### Exercise passage

Esparza completed his bachelor's degree in economics and public policy at University of California, Riverside and earned a master's degree in public policy from UCLA.
He believes the biggest challenge facing District 7 is blight, which lends itself to crime and homelessness. If elected, he hopes tools such as special districts and community revitalization investment can be used to create funding for resources.
Esparza has been endorsed by the Fresno County Democratic Party and the Fresno-Madera-Tulare-Kings Central Labor Council. He's received campaign contributions from Rep. Jim Costa, D-Fresno; the campaign of Andrew Janz, who is challenging Rep. Devin Nunes, R-Tulare; and the Central Valley Residents for Responsible Government group, run by Henry R. Perea.
Esparza was accused of improperly transferring money from a school board campaign committee to a Fresno City Council campaign committee last year. He had to pay a $500 penalty to the city, and his campaign disclosures show he repaid the questionable transfer.
Islas, 49, in 2005 founded Cultiva La Salud, a Fresno-based program working to promote health equity. She serves as the director of Cultiva and holds board positions for several other organizations, such as Community Water Center, the Latino Coalition for a Healthy California, the California Institute for Rural Studies, the San Joaquin Valley Democratic Club, the National Women's Political Caucus and Fresno County Women's Democratic Club.
She also was appointed by Gov. Jerry Brown to serve on the California Partnership for the San Joaquin Valley Board and the Health Benefit Exchange Board for California.
Islas, who was the first in her family to go to college, earned a bachelor's degree in health science from Fresno State and a master's degree in health education and promotion from Loma Linda University.
If elected, Islas wants to break the cycle of poverty by removing obstacles for children to stay in school, making it easier for people to open businesses and investing in employment opportunities and helping residents obtain job skills.
She's been endorsed by Dolores Huerta, co-founder of the United Farm Workers; former California state Senate leader Kevin de Leon, who is running for the U.S. Senate in California; and the Central Valley Progressive PAC, among others.
Many of Islas' campaign contributions so far came from health-oriented donors and organizations in the Bay Area and Sacramento, including a number of people connected to the Public Health Institute, which administers Cultiva La Salud. Some local contributors include former Assemblyman Juan Arambula; Miguel Arias, a candidate in District 3; and Andy Levine, a community organizer.
Whelan, 34, works as a business and employment attorney for his family's firm. He's served on the Storyland and Playland board of directors and as a mentor for students at the Center for Advanced Research and Technology. Whelan ran for Congress against Rep. Jim Costa, D-Fresno, in 2012 in what was then the newly formed 16th Congressional District.
Whelan earned his bachelor's degree in history from University of California, Berkeley and his law degree from Rutgers University.
He says the district's biggest challenge is a "dark storm of crime" thanks to Propositions 47 and 57, California ballot initiatives passed by voters that reduced certain drug offenses from felonies to misdemeanors and grants parole to certain nonviolent offenders, respectively. Since beginning his campaign, he's worked to relaunch neighborhood watch programs in the district. He also believes adding more police officers will keep neighborhoods safer.
Whelan has earned endorsements from Fresno Police Chief Jerry Dyer; the Fresno Police Officers Association; Mayor Lee Brand; and Olivier.
Whelan has raised far more money than his competitors, with nearly $200,000 in his treasury. He received contributions from Brand, Bonadelle Homes, Robert Smittcamp, former CEO of food processing company Lyons Magus Inc., Farid Assemi of the Assemi Group, FPOA and the Fresno Firefighter union.

######
### Material provided

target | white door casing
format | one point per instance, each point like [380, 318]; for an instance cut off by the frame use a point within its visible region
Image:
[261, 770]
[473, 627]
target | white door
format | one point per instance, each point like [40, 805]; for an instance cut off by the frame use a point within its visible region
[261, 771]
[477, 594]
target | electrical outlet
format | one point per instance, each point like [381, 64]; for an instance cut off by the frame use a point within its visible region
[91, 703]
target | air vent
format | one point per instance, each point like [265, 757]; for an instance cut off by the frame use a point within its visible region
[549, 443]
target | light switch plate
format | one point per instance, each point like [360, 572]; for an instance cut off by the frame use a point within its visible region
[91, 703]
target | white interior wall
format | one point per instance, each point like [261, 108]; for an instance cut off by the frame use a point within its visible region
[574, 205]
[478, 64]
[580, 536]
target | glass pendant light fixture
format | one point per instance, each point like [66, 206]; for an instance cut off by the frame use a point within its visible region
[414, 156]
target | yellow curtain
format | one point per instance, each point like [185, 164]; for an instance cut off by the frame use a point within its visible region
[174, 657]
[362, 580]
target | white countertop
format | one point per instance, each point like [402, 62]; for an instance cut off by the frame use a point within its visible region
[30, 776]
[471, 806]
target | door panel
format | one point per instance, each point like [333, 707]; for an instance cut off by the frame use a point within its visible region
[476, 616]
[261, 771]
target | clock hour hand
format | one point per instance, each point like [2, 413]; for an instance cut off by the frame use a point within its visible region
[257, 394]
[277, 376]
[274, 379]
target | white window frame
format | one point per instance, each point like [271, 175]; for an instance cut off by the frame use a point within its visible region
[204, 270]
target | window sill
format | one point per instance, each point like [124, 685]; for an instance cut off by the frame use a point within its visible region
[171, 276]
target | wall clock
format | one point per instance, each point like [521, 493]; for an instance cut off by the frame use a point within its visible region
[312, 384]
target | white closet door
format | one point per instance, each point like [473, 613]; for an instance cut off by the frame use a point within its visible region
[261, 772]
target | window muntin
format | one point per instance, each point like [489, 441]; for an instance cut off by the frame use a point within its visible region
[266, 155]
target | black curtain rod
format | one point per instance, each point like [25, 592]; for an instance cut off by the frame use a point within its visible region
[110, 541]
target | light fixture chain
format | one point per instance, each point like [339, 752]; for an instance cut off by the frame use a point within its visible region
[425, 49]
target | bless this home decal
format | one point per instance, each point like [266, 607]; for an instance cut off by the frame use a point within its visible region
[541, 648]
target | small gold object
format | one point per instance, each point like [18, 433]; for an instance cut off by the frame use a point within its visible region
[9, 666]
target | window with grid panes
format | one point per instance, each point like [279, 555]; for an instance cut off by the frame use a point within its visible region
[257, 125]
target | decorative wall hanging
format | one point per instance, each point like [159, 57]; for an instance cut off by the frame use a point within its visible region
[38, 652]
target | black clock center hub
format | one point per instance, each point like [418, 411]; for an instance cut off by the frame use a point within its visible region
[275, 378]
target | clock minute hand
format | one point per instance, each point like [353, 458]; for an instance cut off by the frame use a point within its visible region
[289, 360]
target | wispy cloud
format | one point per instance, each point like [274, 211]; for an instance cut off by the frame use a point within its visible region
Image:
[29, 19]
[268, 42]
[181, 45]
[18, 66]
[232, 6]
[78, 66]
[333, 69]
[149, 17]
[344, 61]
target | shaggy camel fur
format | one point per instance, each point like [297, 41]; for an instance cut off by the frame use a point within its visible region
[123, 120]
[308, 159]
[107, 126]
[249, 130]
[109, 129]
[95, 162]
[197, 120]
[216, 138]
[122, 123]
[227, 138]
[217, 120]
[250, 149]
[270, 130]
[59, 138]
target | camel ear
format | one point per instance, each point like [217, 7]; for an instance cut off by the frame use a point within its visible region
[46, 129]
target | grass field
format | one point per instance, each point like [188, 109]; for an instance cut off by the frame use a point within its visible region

######

» Work instruction A:
Answer these questions using the District 7 candidate passage above:
(i) What penalty did Esparza have to pay to the city?
(ii) In what year did Islas found Cultiva La Salud?
(iii) From which university did Whelan earn his law degree?
» Work instruction B: Write out the part of the District 7 candidate passage above starting at "Whelan earned his" and ending at "keep neighborhoods safer.".

» Exercise solution A:
(i) A $500 penalty.
(ii) 2005.
(iii) Rutgers University.

» Exercise solution B:
Whelan earned his bachelor's degree in history from University of California, Berkeley and his law degree from Rutgers University.
He says the district's biggest challenge is a "dark storm of crime" thanks to Propositions 47 and 57, California ballot initiatives passed by voters that reduced certain drug offenses from felonies to misdemeanors and grants parole to certain nonviolent offenders, respectively. Since beginning his campaign, he's worked to relaunch neighborhood watch programs in the district. He also believes adding more police officers will keep neighborhoods safer.